--- Material shown ---

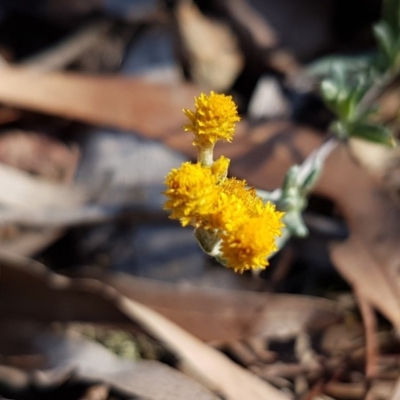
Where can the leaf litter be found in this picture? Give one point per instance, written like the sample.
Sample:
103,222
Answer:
221,343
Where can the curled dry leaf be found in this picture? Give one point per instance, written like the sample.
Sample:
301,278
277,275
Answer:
31,291
213,314
39,154
214,56
92,362
126,103
370,258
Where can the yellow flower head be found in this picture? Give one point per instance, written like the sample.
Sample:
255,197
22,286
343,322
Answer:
250,243
214,119
220,168
191,190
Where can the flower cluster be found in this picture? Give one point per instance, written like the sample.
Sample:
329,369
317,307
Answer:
201,195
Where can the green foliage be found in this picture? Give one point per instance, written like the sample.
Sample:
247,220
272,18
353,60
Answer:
351,92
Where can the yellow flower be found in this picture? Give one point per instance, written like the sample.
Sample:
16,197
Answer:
191,191
214,119
220,168
251,242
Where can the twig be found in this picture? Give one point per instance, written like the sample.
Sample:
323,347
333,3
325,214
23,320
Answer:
68,50
370,325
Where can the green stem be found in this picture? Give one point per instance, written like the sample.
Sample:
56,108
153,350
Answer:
206,154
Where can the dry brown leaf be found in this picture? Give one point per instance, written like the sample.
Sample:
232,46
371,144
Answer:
31,291
92,362
39,154
126,103
220,314
205,364
370,258
214,57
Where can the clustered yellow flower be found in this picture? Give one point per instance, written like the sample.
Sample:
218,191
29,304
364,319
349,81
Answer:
201,195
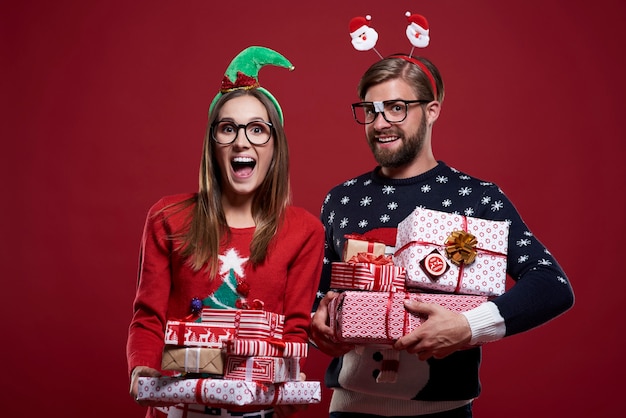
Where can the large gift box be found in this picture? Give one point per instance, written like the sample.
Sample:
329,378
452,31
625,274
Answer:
380,317
367,272
244,323
195,334
267,347
226,392
262,369
452,253
193,359
356,244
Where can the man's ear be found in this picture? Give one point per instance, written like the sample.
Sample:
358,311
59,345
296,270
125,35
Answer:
432,111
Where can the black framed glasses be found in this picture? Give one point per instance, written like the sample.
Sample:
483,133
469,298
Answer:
258,132
394,111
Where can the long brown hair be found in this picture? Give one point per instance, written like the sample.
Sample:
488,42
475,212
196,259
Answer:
207,226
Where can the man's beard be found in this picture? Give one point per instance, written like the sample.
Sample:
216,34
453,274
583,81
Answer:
409,149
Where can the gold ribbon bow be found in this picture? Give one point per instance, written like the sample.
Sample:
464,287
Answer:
461,247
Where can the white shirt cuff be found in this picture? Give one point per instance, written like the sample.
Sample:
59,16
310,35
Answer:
486,323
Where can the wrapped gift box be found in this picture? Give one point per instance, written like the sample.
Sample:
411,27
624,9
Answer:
262,369
367,273
245,323
193,359
219,392
358,244
267,347
195,334
427,242
380,317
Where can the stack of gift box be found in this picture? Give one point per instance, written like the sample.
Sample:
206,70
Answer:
456,261
231,357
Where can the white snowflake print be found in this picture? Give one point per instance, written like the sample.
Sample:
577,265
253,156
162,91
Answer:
232,260
465,191
497,205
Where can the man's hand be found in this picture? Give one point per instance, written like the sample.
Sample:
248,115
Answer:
442,333
321,333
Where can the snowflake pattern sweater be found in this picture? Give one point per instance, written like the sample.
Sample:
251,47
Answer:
285,282
373,205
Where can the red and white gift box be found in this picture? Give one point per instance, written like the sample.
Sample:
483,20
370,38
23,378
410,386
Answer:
425,231
227,392
195,334
380,317
245,323
267,347
262,369
367,272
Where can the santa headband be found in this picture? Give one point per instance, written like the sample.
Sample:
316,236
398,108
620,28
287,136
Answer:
243,73
365,37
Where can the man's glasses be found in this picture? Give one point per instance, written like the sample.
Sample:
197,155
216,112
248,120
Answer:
394,111
257,132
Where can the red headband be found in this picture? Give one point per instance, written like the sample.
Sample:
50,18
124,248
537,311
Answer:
422,66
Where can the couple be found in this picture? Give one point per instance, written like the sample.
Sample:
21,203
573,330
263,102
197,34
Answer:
241,221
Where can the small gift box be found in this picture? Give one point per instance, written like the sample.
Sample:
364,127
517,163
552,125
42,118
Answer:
262,369
267,347
356,243
452,253
217,392
193,359
195,334
367,272
245,323
380,317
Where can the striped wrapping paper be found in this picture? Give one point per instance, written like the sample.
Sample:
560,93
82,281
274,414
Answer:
367,276
219,392
262,369
269,347
250,323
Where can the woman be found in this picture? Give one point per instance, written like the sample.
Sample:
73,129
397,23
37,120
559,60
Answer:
239,222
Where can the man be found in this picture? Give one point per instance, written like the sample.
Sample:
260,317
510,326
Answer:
437,376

---

Exercise aim: Can you reproduce all of the data above word for word, leaving the pictures out?

Task solution:
Where can the leaf litter be found in this picture? Give one point per instance, written like the sample.
Sample:
103,222
Answer:
221,343
Where can the curled dry leaf be found in this picture? Give one point per instance, written like the sample.
Sample:
301,278
277,275
Answer:
31,291
213,314
39,154
214,56
92,362
126,103
370,258
Where can the yellow flower head be found in this picture? Give one point per instance, written like the sample.
Sample:
255,197
22,286
343,322
Answer:
250,243
214,119
220,168
191,190
Where can the flower cluster be found in this picture? Give one point per instance, written like the sample.
Sample:
329,369
317,307
Answer:
201,195
Where can the green foliage be found in this picture? Give one point per instance, written like the sample.
Sample:
247,220
272,18
353,60
Answer:
351,92
Where can the yellow flower be found in this picture? Give one point per instance, written like the sample.
Sample:
16,197
Answer:
191,191
214,119
220,168
251,242
Where can the twig be found in this picture? Give one point per instance, written like the sample.
Sample:
323,347
333,3
325,214
23,320
Answer:
68,50
370,325
Where can the green stem be found in this picture? Give one point per instance, written like the sample.
Sample:
56,108
153,350
Answer:
206,154
Where can the dry brown leaf be found in this picture? Give one point per instance, written like the sample.
Sample:
232,46
371,144
Answer:
31,291
92,362
39,154
126,103
220,314
205,364
370,258
214,57
Where can the clustered yellow flower be found in this picture? Give one point per instance, written like the sample.
Sample:
218,191
29,304
364,319
349,81
Answer:
201,195
Where can the large gift box be found in this picture? Give one point per instance, written like the sample.
Sample:
329,378
452,31
625,274
Answer:
380,317
367,272
244,323
195,334
267,347
226,392
262,369
452,253
193,359
356,244
Where can the man's ear be found in this picture? Give one point per instance, written like the sample.
Sample:
358,311
59,345
296,270
125,35
Answer:
432,111
Where can the black framed glasses be found in this picture? Give one point per instance, written like the sample.
Sample:
483,133
469,298
Answer:
258,132
394,111
Where can the long brown hair be found in this picture? Give one point per instance, written like the sample.
Sample:
488,42
475,212
196,259
Answer:
207,226
Where can the man's beard be found in this picture? Give one point per instance, written like the sample.
Sample:
216,34
453,274
583,81
Answer:
409,149
Where can the gold ribbon bow be found in this picture? Give one point per instance, written like the sample.
Sample:
464,287
Answer:
461,247
Where can the white shirt cuff be found in this picture? Give one point per instance, written like the sample.
Sample:
59,16
310,35
Answer:
486,323
Where can the wrapped gift box be found in this picture? Give one point per instance, written like the sample.
Sample:
411,27
624,9
Answer:
262,369
367,273
245,323
193,359
219,392
358,244
267,347
195,334
427,242
380,317
Where can the stack of gift box be found in this picture? Give one point per instance, written like the sample.
Sample:
206,70
Answer:
456,261
231,357
Where can the white snowflake print be found in this picture? Give one point per instance, written like the sample.
Sample:
577,265
253,156
162,91
Answer:
232,260
465,191
497,205
Where can the man's hand be found in this picture? Give one point per instance, written like the sample.
Sample:
248,115
Answer:
442,333
321,333
Where can the snowflake pattern sweater be found in this picture? Give one point per instance, written like the sample.
Sample:
251,47
Answer:
285,282
373,205
Where can the red and white gift box be found in this picture? Give one point per instance, written like the sample.
Sample:
483,20
370,38
23,378
410,386
Answer:
425,231
227,392
195,334
380,317
245,323
267,347
262,369
367,272
Where can the santa headband be found in this picture? Give one point per instance, written like the sample.
Sample:
316,236
398,108
620,28
287,136
Answer:
243,73
365,37
Where can the man's glasses be found in this picture? Give one point per instance, written like the sample.
Sample:
197,155
216,112
248,120
Answer:
394,111
257,132
Where can the red headband be found in this picture? Give one point per instance, written like the sample.
Sample:
50,18
124,248
537,311
Answer:
422,66
Where can the couple be found in this picture? Give one point per instance, written like the sample.
Sample:
21,203
573,330
263,102
197,34
Answer:
241,221
Where can the small gift box be found in this picture? Give one point per instance, written like the sample.
Sample:
364,127
517,163
552,125
42,118
Answer:
262,369
267,347
356,243
452,253
217,392
193,359
195,334
367,272
245,323
380,317
Where can the striped wrapping paper be found in this picture? Give one point per instance, written like the sample.
Sample:
560,93
82,281
274,414
Answer:
367,276
219,392
262,369
269,347
250,323
Where can the woman be found in this picture? Give one point per instance, written like the sample.
Sample:
73,129
397,23
37,120
559,60
Answer:
239,222
Where can the man be found in this picture? Give one point per instance, written like the sample.
Sample:
260,317
510,326
Answer:
437,376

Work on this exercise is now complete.